Dataset entries
::::::::::
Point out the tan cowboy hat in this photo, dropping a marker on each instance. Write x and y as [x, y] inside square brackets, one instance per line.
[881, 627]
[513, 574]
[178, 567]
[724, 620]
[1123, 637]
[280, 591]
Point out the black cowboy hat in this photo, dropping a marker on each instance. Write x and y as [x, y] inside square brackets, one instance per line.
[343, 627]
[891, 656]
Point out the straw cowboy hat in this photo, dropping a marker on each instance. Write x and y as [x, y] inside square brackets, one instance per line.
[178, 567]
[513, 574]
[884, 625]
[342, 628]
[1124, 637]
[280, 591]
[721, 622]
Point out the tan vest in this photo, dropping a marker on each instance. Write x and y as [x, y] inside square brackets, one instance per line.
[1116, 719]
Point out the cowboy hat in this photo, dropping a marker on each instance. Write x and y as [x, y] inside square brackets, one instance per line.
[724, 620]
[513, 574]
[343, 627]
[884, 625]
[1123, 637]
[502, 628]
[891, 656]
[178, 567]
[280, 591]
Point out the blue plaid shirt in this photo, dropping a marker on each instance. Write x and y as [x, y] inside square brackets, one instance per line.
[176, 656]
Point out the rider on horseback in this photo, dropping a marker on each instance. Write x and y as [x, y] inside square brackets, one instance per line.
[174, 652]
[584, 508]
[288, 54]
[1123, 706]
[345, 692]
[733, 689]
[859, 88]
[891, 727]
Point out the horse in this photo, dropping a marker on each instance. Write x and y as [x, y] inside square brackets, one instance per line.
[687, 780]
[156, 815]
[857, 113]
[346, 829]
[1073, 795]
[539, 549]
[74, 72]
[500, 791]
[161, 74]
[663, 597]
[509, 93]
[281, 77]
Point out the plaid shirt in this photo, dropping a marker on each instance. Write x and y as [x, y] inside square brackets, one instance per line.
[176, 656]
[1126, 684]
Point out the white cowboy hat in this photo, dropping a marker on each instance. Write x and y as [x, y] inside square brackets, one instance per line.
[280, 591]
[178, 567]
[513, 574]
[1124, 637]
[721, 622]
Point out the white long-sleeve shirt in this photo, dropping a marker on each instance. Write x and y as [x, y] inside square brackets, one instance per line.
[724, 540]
::::::::::
### Short problem
Please convert every line of the material above into a JSON list of strings, with one string per line and no blank lines.

### Solution below
[
  "Point out the tan cowboy hat in this photo, dropping a marker on each instance. Write x and y as [x, y] inside square brackets, one instance per line.",
  "[881, 627]",
  "[513, 574]",
  "[178, 567]",
  "[724, 620]",
  "[1123, 637]",
  "[280, 591]",
  "Point out the black cowboy hat in this photo, dropping a marker on each instance. Write x and y as [x, y] inside square brackets, one instance per line.",
  "[343, 627]",
  "[891, 656]",
  "Point out the straw cowboy hat in this photo, dropping a marker on each instance. Write x and y as [x, y] inside square brackets, one instance per line.",
  "[178, 567]",
  "[513, 574]",
  "[884, 625]",
  "[342, 628]",
  "[1124, 637]",
  "[280, 591]",
  "[721, 622]",
  "Point out the tan vest in this photo, dropping a marker on each instance. Write x and y as [x, y] inside square brackets, one instance per line.",
  "[1116, 719]",
  "Point out the cowboy hat in this photo, dropping a marker on each instance. Write x and y as [x, y] inside square brackets, one instance per line.",
  "[724, 620]",
  "[513, 574]",
  "[343, 627]",
  "[884, 625]",
  "[1123, 637]",
  "[502, 628]",
  "[891, 656]",
  "[178, 567]",
  "[280, 591]",
  "Point out the blue plaid shirt in this photo, dropping a marker on each instance. Write x and y as [x, y] inside square brackets, one instance per line.",
  "[176, 656]",
  "Point out the rider on horseback in this photo, dropping a marker on each instance. Write x and y as [x, y] inside square brackets, one instance per line.",
  "[174, 652]",
  "[584, 508]",
  "[288, 54]",
  "[1123, 706]",
  "[345, 692]",
  "[733, 689]",
  "[859, 88]",
  "[891, 727]",
  "Point out the horse in this photo, dropping a marker on each instance. Write x and y as [x, y] inside square brackets, one instance per line.",
  "[687, 780]",
  "[156, 815]",
  "[857, 113]",
  "[346, 829]",
  "[1073, 795]",
  "[539, 549]",
  "[74, 72]",
  "[500, 791]",
  "[161, 74]",
  "[663, 597]",
  "[509, 93]",
  "[281, 77]",
  "Point out the plaid shirt in this photo, dropping a marker on each instance. Write x and y as [x, y] inside square brackets, one instance per line.",
  "[176, 656]",
  "[1126, 684]",
  "Point out the white cowboy hat in this photo, dropping a marker on each instance. Write x and y as [x, y] inside square brackets, one instance per line.",
  "[280, 591]",
  "[178, 567]",
  "[513, 574]",
  "[1124, 637]",
  "[721, 622]",
  "Point out the white long-sleeve shirt in this photo, dropping a marker on each instance. Write x and y as [x, y] inside square brackets, one instance per line.",
  "[724, 540]"
]